Items from a dataset
——————

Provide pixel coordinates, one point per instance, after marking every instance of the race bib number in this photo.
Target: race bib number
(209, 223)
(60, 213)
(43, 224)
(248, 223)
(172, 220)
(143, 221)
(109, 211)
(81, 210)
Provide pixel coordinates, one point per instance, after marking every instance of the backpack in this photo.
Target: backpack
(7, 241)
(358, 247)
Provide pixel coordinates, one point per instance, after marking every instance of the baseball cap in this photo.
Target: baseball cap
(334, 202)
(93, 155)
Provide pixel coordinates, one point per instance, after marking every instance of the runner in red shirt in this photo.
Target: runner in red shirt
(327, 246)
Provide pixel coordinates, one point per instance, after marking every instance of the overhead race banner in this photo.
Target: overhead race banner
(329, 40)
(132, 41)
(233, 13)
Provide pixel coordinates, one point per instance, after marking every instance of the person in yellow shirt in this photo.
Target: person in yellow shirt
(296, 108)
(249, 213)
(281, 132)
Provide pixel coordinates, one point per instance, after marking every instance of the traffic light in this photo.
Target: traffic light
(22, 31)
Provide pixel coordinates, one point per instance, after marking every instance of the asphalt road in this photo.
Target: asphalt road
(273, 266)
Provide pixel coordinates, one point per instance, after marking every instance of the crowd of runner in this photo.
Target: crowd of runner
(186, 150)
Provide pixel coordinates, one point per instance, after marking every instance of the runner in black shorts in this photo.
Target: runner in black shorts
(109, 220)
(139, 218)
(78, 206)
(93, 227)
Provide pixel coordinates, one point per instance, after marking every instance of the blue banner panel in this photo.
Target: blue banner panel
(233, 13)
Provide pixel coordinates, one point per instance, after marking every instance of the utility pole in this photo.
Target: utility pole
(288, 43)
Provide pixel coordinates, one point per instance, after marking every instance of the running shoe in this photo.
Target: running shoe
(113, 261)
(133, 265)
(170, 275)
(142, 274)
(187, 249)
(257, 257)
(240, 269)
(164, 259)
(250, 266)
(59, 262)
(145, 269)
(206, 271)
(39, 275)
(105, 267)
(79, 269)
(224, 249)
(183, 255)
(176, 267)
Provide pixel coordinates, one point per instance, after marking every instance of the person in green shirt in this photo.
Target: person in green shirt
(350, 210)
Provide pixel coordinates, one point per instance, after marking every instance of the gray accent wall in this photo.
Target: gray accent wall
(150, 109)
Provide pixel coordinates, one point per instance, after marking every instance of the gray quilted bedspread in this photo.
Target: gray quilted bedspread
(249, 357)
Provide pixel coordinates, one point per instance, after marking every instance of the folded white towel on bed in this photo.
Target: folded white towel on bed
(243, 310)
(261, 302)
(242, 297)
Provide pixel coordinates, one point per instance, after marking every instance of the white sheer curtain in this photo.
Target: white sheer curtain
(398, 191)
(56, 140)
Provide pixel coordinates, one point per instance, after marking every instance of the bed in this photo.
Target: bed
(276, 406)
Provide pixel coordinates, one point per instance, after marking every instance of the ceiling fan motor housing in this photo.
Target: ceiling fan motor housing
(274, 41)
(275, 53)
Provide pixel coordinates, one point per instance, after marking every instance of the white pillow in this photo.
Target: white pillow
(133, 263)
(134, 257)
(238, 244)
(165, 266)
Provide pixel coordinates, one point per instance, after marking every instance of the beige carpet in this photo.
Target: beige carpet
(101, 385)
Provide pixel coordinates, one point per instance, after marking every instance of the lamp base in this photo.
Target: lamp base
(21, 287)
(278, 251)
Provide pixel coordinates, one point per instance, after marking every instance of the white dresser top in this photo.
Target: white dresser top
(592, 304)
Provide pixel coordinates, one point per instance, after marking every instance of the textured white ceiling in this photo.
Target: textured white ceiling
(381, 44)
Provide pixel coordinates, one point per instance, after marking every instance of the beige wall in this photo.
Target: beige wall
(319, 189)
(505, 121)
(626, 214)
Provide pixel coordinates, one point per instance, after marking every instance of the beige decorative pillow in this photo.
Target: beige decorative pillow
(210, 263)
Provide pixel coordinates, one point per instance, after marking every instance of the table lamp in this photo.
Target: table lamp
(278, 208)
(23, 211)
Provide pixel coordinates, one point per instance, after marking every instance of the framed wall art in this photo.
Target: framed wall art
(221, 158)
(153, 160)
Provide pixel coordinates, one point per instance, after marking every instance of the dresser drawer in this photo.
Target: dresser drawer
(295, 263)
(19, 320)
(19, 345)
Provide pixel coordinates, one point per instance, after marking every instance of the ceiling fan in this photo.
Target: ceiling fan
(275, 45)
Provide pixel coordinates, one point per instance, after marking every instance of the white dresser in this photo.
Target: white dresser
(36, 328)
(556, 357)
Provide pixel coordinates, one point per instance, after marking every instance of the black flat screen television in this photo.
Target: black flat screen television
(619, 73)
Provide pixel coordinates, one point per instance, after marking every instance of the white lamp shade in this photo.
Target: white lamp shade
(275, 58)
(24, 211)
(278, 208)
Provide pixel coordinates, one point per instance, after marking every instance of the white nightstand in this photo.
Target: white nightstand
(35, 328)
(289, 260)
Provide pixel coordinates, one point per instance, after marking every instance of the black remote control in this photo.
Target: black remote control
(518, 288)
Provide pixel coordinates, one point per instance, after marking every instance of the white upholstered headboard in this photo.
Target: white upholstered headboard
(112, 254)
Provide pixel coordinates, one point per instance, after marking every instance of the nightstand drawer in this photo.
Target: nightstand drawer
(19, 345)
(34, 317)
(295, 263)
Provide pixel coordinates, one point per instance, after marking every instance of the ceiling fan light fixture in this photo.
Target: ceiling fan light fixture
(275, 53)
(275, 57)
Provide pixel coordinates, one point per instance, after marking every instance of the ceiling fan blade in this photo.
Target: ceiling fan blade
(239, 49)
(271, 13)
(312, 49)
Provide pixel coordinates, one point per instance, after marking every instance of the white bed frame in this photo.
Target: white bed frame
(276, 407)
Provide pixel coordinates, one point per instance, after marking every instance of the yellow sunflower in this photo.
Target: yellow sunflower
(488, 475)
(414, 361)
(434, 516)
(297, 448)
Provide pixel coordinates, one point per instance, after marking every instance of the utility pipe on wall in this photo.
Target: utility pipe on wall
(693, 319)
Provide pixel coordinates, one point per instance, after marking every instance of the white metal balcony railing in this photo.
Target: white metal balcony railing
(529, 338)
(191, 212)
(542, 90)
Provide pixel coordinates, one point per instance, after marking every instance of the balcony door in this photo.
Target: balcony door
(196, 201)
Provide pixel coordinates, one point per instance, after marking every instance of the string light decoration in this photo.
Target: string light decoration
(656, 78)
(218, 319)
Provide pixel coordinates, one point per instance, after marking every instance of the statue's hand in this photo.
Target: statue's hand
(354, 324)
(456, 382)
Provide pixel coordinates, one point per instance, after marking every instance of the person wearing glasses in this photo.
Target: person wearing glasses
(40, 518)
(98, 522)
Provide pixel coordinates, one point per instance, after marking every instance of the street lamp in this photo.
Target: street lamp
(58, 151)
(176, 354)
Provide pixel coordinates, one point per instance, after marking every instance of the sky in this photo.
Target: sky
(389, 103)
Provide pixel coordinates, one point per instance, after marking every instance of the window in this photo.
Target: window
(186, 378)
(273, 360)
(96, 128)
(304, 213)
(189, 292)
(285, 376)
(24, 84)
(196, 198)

——————

● **What you need to do**: All lines above from the line with "Target: blue banner panel" through the line with "accent wall in this photo.", both included, are to be set down exactly, with nothing else.

● **Answer space**:
Target: blue banner panel
(233, 13)
Provide pixel coordinates, one point per instance, after marking every instance of the utility pole in this photo.
Target: utility pole
(288, 43)
Provide pixel coordinates, one point per instance, after marking every instance of the running shoe in this photo.
Target: running shoe
(113, 261)
(133, 265)
(170, 275)
(142, 274)
(187, 249)
(257, 257)
(240, 269)
(164, 259)
(250, 266)
(59, 262)
(145, 269)
(206, 271)
(39, 275)
(105, 267)
(79, 269)
(224, 249)
(183, 255)
(176, 267)
Provide pixel coordinates, one point per instance, after marking every instance of the person in green shirt in this photo.
Target: person in green shirt
(350, 210)
Provide pixel coordinates, one point per instance, after marking every instance of the gray accent wall in this photo.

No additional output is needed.